> **Dataset entries**:

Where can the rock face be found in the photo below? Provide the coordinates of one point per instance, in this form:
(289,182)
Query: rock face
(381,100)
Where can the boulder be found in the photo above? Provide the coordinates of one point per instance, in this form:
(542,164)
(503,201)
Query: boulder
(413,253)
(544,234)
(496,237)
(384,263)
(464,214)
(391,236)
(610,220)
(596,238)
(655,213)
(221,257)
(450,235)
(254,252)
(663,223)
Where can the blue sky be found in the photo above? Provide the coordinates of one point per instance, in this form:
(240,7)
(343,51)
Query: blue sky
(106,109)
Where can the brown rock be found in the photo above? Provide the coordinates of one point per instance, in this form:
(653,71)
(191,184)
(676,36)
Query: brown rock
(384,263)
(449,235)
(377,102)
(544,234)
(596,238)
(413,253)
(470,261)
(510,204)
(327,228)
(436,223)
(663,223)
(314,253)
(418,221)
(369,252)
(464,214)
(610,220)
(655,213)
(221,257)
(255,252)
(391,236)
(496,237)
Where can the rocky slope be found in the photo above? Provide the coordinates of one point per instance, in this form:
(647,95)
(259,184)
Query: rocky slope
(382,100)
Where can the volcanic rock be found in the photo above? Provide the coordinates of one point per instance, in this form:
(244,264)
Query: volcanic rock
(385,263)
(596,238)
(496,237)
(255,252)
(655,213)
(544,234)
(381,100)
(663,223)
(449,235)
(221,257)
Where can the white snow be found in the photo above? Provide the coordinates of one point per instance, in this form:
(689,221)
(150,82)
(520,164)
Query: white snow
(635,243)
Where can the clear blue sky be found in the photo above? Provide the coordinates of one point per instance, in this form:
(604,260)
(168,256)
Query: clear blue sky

> **What the task asks**:
Provide the count of lines above containing "form", without any added words.

> **Response area**:
8